[Start of Attachment]

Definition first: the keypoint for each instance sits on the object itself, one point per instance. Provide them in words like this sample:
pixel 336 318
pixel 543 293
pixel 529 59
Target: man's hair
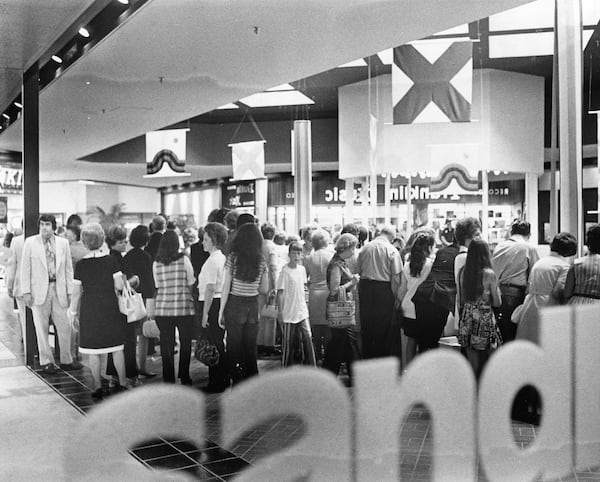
pixel 268 231
pixel 76 230
pixel 564 244
pixel 139 236
pixel 466 229
pixel 158 223
pixel 47 218
pixel 74 220
pixel 521 227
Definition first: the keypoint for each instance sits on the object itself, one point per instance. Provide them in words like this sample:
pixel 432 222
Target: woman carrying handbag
pixel 343 346
pixel 210 286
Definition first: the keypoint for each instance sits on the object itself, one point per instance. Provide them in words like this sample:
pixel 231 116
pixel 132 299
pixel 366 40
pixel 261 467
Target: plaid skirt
pixel 477 328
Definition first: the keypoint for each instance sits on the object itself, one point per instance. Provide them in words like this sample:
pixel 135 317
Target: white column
pixel 387 207
pixel 349 202
pixel 364 200
pixel 531 205
pixel 260 200
pixel 303 172
pixel 568 14
pixel 373 198
pixel 408 206
pixel 485 198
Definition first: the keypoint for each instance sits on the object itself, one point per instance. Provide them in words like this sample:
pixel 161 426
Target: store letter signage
pixel 467 421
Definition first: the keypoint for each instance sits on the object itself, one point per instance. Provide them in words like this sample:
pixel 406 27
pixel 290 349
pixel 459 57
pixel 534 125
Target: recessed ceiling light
pixel 280 87
pixel 386 56
pixel 277 98
pixel 229 106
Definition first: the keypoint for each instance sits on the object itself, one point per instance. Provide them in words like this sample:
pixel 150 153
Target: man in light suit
pixel 46 285
pixel 13 281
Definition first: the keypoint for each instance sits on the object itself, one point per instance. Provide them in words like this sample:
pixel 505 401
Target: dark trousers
pixel 431 320
pixel 511 298
pixel 376 314
pixel 167 325
pixel 218 377
pixel 129 349
pixel 241 324
pixel 342 347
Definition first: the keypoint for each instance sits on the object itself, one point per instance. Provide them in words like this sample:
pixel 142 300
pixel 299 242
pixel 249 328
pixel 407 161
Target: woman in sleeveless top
pixel 413 274
pixel 246 276
pixel 478 332
pixel 174 306
pixel 583 280
pixel 342 346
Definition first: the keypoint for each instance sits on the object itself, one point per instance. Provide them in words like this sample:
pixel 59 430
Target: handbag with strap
pixel 206 351
pixel 270 310
pixel 131 304
pixel 340 313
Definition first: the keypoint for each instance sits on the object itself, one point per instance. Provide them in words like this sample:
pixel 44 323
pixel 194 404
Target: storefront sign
pixel 470 420
pixel 11 180
pixel 329 190
pixel 238 195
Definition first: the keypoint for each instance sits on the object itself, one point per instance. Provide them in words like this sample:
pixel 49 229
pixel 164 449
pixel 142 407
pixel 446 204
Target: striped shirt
pixel 244 288
pixel 173 281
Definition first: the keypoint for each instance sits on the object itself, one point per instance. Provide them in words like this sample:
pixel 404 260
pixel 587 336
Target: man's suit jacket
pixel 34 270
pixel 13 275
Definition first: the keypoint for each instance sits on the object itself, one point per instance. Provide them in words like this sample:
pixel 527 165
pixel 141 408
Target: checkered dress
pixel 173 296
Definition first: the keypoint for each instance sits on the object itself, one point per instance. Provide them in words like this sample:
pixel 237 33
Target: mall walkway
pixel 38 412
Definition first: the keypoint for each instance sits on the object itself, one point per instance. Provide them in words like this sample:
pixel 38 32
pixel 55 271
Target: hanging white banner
pixel 248 160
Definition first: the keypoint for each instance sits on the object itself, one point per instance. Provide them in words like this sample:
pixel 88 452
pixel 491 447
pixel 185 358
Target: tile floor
pixel 214 463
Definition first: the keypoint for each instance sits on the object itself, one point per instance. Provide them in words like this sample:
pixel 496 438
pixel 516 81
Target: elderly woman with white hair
pixel 343 346
pixel 94 303
pixel 316 268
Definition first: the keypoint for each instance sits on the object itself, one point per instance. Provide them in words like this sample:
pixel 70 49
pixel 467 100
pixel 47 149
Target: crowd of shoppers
pixel 214 282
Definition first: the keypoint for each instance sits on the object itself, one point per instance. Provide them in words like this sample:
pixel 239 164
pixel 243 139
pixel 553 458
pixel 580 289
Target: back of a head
pixel 388 231
pixel 168 249
pixel 158 224
pixel 218 215
pixel 520 227
pixel 115 233
pixel 320 239
pixel 74 220
pixel 139 236
pixel 592 239
pixel 230 219
pixel 268 231
pixel 350 228
pixel 564 244
pixel 466 229
pixel 244 218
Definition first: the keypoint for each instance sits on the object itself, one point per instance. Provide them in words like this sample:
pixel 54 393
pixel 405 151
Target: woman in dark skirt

[End of Attachment]

WHAT TO PRODUCE — Please write out every entry exactly, but skip the pictures.

ANSWER TO THE EXERCISE —
Definition first: the keypoint for each instance sits on the object itself, one point per instance. Provide them in words like this sample:
pixel 336 318
pixel 543 293
pixel 529 59
Target: man's hair
pixel 268 231
pixel 76 230
pixel 564 244
pixel 139 236
pixel 466 229
pixel 158 223
pixel 47 218
pixel 74 220
pixel 521 227
Definition first: the keypoint for each instance sits on the object itself, one point per instance. Provide them in words like this sample:
pixel 432 222
Target: woman carrying handbag
pixel 343 346
pixel 210 286
Definition first: the keypoint for each instance sits on the object itself, one point per instance. Provide them in words like this sample:
pixel 231 116
pixel 132 299
pixel 366 40
pixel 261 467
Target: plaid skirt
pixel 477 328
Definition first: the keypoint for each instance sits on the object itself, one point per instance. Provide them in words like this sample:
pixel 135 317
Target: white column
pixel 387 207
pixel 349 202
pixel 364 200
pixel 531 205
pixel 260 200
pixel 303 172
pixel 568 14
pixel 373 198
pixel 408 206
pixel 485 198
Definition first: the keypoint for each instance sits on the object itself, one point per instance. Provide them in words like this sample:
pixel 161 426
Target: store letter signage
pixel 467 421
Definition first: the keypoint for each instance sits on the object itself, one point per instance. Provide them in words like this sample:
pixel 406 27
pixel 290 349
pixel 459 57
pixel 534 125
Target: recessed ceiling light
pixel 280 87
pixel 386 56
pixel 277 98
pixel 229 106
Definition first: the keypoint for each instance sits on the object itself, one point per instance. Provide them in words like this sample:
pixel 150 153
Target: man in light suit
pixel 46 285
pixel 13 281
Definition first: the keypoint for each instance sits on the object itself, one point per instance. Provide them in words like this sample:
pixel 505 401
Target: dark trousers
pixel 431 320
pixel 511 298
pixel 376 314
pixel 167 325
pixel 218 377
pixel 129 349
pixel 241 324
pixel 342 347
Definition first: the keypoint for each instance sits on the object itself, one point per instance. Provide them in words like this sample:
pixel 142 300
pixel 299 242
pixel 249 328
pixel 407 161
Target: woman in sleeveless top
pixel 413 274
pixel 246 276
pixel 478 332
pixel 174 306
pixel 583 280
pixel 342 346
Definition first: the keypoint for each instance sits on the object itself, one point per instance. Provide them in words like this sample:
pixel 59 430
Target: handbag with strap
pixel 206 351
pixel 270 310
pixel 131 304
pixel 340 313
Definition first: the keypoint for each instance sits on the object itself, one point per instance. Provide them in words like this sample:
pixel 44 323
pixel 194 404
Target: storefront sign
pixel 470 420
pixel 11 180
pixel 329 190
pixel 238 195
Definition first: the keypoint for each instance sits on the object itself, one point per instance. Provide them in words like this sample:
pixel 49 229
pixel 164 449
pixel 142 407
pixel 446 204
Target: striped shirt
pixel 244 288
pixel 173 281
Definition first: the keypoint for each instance sits on the object itself, one point per instance. Provide them in words like this sample:
pixel 404 260
pixel 587 336
Target: man's suit jacket
pixel 34 270
pixel 13 275
Definition first: the keypoint for each instance sits on the object itself, one point per instance. Provide them in words like this sample:
pixel 527 165
pixel 141 408
Target: checkered dress
pixel 173 296
Definition first: the keypoint for each instance sits on the object itself, one point per instance. Provide them in words like this sample:
pixel 237 33
Target: mall walkway
pixel 38 412
Definition first: the keypoint for each instance sits on the object itself, one point per instance. Provide them in words like this sample:
pixel 38 32
pixel 55 271
Target: hanging white banner
pixel 248 160
Definition first: the keypoint for each instance sits on the object itself, one point per instance. Provide them in words like this sample:
pixel 88 452
pixel 491 447
pixel 185 358
Target: tile floor
pixel 214 463
Definition first: the keypoint for each instance sits on the object itself, one point per instance. Provide them in words like this sample:
pixel 496 438
pixel 516 81
Target: elderly woman with white hair
pixel 343 346
pixel 94 303
pixel 316 268
Definition first: the keypoint for each instance sits on the object itself, one point per instance. Provide them in words like this sample:
pixel 70 49
pixel 467 100
pixel 47 149
Target: crowd of shoppers
pixel 214 282
Definition first: the keypoint for each instance sits on the object itself, one point per instance. Provide them in words like this sample:
pixel 239 164
pixel 243 139
pixel 553 458
pixel 580 289
Target: back of a head
pixel 388 231
pixel 168 249
pixel 158 224
pixel 218 215
pixel 520 227
pixel 115 233
pixel 320 239
pixel 74 220
pixel 139 236
pixel 592 239
pixel 230 219
pixel 268 231
pixel 350 228
pixel 564 244
pixel 466 229
pixel 244 218
Definition first: the keypoint for each instance sits on the object itself, one point per instance. Provide them in words like this sample:
pixel 54 393
pixel 405 151
Target: woman in dark skirt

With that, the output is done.